TO BE DONE: Locate every line in the entries below that contains the word "tomato", and copy each of those lines in full.

DATA SUPPLIED:
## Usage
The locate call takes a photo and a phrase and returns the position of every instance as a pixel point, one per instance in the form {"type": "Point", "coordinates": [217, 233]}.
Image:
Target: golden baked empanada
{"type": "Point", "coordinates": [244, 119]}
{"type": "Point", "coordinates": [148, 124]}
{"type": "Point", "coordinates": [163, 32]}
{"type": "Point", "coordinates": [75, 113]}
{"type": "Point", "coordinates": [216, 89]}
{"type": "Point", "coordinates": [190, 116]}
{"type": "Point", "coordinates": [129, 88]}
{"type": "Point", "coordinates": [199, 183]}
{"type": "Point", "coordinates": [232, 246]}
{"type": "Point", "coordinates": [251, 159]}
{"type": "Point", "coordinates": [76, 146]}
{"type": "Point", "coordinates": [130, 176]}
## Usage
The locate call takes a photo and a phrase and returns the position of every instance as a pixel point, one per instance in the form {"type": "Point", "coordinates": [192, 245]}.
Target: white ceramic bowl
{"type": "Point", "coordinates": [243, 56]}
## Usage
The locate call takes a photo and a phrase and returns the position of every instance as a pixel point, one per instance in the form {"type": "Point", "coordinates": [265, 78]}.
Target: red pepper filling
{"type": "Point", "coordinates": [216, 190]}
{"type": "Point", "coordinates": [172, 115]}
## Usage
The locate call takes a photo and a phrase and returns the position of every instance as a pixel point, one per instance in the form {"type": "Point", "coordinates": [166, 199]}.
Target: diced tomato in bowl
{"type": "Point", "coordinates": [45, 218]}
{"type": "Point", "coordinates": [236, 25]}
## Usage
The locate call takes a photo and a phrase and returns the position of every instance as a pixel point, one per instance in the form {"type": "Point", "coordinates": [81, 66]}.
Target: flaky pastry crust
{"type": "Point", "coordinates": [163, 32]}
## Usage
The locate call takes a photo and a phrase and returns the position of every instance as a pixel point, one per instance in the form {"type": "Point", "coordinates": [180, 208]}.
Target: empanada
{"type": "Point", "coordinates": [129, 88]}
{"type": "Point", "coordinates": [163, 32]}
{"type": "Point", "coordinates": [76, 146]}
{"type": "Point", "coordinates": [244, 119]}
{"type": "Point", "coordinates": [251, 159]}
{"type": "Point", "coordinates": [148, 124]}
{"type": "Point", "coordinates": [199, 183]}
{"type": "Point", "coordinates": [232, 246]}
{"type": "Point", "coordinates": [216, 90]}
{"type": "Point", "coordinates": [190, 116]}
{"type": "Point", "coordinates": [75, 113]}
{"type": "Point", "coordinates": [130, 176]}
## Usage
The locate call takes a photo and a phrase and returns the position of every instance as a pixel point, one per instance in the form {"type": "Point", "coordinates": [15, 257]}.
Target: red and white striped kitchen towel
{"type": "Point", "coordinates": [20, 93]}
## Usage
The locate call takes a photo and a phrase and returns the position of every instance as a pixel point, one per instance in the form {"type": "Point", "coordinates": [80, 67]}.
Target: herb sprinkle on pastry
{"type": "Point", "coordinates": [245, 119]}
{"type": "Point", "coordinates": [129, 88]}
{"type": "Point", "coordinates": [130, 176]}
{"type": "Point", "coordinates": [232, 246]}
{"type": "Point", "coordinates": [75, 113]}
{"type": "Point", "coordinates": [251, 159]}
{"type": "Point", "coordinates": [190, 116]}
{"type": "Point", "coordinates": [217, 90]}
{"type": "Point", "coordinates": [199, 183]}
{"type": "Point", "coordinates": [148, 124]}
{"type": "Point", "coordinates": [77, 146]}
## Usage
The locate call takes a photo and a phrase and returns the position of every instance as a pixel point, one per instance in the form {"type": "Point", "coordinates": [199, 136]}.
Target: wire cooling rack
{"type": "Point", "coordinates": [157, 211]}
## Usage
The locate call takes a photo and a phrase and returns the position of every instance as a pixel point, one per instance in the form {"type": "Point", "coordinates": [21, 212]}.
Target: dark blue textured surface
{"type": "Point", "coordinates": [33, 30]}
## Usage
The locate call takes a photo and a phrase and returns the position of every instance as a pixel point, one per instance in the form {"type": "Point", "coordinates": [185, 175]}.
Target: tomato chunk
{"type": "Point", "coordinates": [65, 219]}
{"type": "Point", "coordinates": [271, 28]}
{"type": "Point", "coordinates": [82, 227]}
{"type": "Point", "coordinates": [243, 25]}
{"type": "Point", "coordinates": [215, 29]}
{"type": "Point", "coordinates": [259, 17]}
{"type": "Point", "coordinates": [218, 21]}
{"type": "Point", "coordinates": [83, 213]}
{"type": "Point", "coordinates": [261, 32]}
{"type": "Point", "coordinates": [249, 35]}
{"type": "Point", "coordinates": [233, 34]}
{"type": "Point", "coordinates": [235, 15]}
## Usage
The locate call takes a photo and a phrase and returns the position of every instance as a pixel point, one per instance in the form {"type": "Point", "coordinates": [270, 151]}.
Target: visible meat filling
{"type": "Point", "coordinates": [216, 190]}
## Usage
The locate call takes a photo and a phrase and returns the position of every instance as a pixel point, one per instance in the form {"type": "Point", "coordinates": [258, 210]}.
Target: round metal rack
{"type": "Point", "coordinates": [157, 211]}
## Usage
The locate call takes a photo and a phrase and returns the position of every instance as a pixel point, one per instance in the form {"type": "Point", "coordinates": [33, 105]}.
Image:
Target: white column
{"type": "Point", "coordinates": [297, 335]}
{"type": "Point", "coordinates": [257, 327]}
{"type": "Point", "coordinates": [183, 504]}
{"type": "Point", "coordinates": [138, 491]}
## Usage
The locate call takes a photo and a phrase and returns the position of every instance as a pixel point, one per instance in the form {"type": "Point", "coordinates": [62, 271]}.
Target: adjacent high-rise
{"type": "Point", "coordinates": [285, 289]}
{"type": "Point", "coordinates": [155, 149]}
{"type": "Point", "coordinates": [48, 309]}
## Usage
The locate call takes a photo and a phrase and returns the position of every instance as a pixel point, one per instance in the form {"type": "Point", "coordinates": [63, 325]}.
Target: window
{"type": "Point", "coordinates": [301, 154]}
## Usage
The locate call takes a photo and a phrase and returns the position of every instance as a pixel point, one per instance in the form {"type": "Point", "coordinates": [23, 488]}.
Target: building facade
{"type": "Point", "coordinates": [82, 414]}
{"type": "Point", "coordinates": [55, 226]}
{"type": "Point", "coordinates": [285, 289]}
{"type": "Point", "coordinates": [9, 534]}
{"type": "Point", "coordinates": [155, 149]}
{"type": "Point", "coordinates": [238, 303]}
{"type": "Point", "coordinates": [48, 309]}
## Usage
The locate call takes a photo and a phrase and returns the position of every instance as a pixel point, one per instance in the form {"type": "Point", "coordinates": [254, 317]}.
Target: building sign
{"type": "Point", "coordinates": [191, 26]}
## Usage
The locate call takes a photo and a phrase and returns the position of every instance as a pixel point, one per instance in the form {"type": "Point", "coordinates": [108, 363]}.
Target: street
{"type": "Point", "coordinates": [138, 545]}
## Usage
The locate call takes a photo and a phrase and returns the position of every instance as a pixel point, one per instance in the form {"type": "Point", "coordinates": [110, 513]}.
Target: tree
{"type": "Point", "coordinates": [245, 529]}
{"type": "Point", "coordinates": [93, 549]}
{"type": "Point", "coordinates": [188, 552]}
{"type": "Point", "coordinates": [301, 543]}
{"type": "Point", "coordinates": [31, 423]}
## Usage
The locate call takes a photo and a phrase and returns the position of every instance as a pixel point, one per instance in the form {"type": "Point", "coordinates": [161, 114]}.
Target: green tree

COMPLETED TASK:
Target: diced tomato in bowl
Target: tomato chunk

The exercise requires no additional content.